Trata-se de apelação criminal interposta pelo Ministério Público Federal contra a sentença que absolveu Flaviano Alves Souza da prática do delito do art. 29, § 1°, da Lei n. 9.605/98 e do art. 296, § 1°, III, do Código Penal, com fundamento no art. 386, VII, do Código de Processo Penal (Id n. 16555003).

O Ministério Público Federal sustenta o quanto segue:

a) restou comprovado nos autos que o réu tinha consciência de que as anilhas eram irregulares;

b) a manutenção irregular dos pássaros e o uso consciente e voluntário das anilhas adulteradas e falsificadas indicam que o réu tinha familiaridade com os procedimentos da criação amadora de aves;

c) o réu não apresentou argumento plausível para o fato de adquirir aves de pessoas desconhecidas(Id n. 165550530). 

Foram apresentadas contrarrazões (Id n. 165550530).

O Ilustre Procurador Regional da República, Dr. Eduardo Pelella, manifestou-se pelo provimento do recurso (Id n. 165550003).

Em 14.09.20, a 5ª Turma desta Corte, por unanimidade, deu parcial provimento à apelação para condenar Flaviano Alves de Souza a 6 (seis) meses de detenção, regime inicial aberto, e a 10 (dez) dias-multa, cada qual no valor mínimo legal, pela prática do delito do art. 29, §1°, III, da Lei n. 9.605/98, com substituição da pena privativa de liberdade por 1 (uma) pena restritiva de direito, consistente em multa no valor de 1 (um) salário mínimo, nos termos da seguinte ementa:

 

PENAL. PROCESSO PENAL. CRIME AMBIENTAL. FALSIFICAÇÃO DE SELO PÚBLICO. PRINCÍPIO DA CONSUNÇÃO. APLICABILIDADE. ART. 29 DA LEI N. 9.605/98. MATERIALIDADE E AUTORIA. COMPROVAÇÃO.

1. Em regra, o uso de anilhas do Ibama adulteradas ou falsificadas caracteriza de forma autônoma o crime previsto no art. 296, § 1º, III, do Código Penal. Contudo, revejo meu entendimento para admitir que se o objetivo da conduta é apenas simular a legitimidade da posse irregular de espécimes da fauna silvestre, exaurindo-se o falso como crime-meio para o cometimento do delito ambiental, incide o princípio da consunção (TRF da 3a Região, Ap. n. 2017.61.36.000481-8, Relator Des. Fed. Mauricio Kato, j. 18.03.19).

2. O Relatório Geral SISPASS, do lbama, indica que o réu era registrado como criador amador de passeriformes desde 2011. Nesses termos, não é crível que não tivesse consciência da necessária autorização do Ibama para a manutenção de espécimes da fauna silvestre em cativeiro. Portanto, evidenciado o dolo, deve ser reformada a sentença para condenação do réu pela prática do delito do art. 29, § 1°, III, da Lei n. 9.605/98.

————

### Pedido
Prossiga o texto da decisão sobre a apelação criminal por crime ambiental a partir da última frase apresentada.

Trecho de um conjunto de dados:
————

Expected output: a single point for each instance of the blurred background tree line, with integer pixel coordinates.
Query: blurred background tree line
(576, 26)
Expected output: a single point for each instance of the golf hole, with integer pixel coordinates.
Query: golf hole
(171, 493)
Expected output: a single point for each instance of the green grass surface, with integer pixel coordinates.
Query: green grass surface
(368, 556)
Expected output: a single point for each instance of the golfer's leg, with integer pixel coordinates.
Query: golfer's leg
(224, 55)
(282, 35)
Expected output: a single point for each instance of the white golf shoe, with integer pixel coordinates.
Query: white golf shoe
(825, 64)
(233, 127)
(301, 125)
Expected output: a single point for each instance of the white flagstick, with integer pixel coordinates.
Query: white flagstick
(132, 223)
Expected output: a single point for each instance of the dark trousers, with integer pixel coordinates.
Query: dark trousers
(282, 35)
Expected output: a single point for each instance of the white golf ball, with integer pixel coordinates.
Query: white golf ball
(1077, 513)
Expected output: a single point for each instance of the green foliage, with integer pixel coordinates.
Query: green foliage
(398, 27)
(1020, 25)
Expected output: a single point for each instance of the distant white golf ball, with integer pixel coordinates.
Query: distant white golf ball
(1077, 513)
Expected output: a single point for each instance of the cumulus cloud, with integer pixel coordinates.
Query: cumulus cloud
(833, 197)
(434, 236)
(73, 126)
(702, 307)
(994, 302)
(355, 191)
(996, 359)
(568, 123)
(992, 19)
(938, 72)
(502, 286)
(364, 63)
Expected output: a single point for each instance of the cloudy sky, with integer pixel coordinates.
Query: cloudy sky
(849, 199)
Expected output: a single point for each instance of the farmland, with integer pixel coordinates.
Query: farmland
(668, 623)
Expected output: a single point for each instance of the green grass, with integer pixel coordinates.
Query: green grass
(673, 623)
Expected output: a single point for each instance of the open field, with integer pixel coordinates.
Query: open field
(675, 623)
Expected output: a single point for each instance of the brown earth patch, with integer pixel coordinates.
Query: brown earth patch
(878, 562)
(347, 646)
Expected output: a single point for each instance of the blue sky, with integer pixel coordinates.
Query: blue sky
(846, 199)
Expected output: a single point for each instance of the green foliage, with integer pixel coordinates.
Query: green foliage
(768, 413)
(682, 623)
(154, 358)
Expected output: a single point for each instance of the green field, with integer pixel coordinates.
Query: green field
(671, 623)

————

### Resposta do exercício
3. Apelação da acusação provida em parte. (Id n. 165550003)

 

O Ministério Público Federal interpôs recurso especial contra o acórdão, para que “seja afastada a consunção do crime do art. 296, inc. III, do Código Penal no delito do art. 29, § l°, inc. III, da Lei 9.605/1998, bem como a absolvição dela decorrente, condenando-se o recorrido pela prática do falso, mediante a aplicação, inclusive, da agravante do art. 61, inc. II, alínea b, do Código Penal, em concurso material com o crime ambiental” (Id n. 165550003).

Foram apresentadas contrarrazões (Id n. 266139502).

O recurso especial foi admitido pela Vice-Presidência desta Corte (Id n. 266482778).

Em 03.05.23, a Eminente Ministra Laurita Vaz deu provimento ao recurso especial, a fim de afastar a aplicação do princípio da consunção entre os crimes dos arts. 29, § 1º, III, da Lei n. 9.605/98 e do art. 296, §1º, III, do Código Penal e determinar que o Tribunal de origem prossiga no julgamento da apelação ministerial, decidindo como entender de direito (Id n. 275442417).

A defesa do réu requereu à Presidência desta Corte, a concessão de prazo para complementar o recurso de apelação já apresentado, tendo em vista a modificação do julgado (Id n. 275442417), cuja apreciação foi postergada a esta Corte após a devolução dos autos determinada no julgamento do referido recurso especial (Id n. 275442417, fl. 23)

Os autos foram remetidos a esta Turma em 16.06.23.

É o relatório.

Encaminhem-se os autos à revisão, nos termos regimentais.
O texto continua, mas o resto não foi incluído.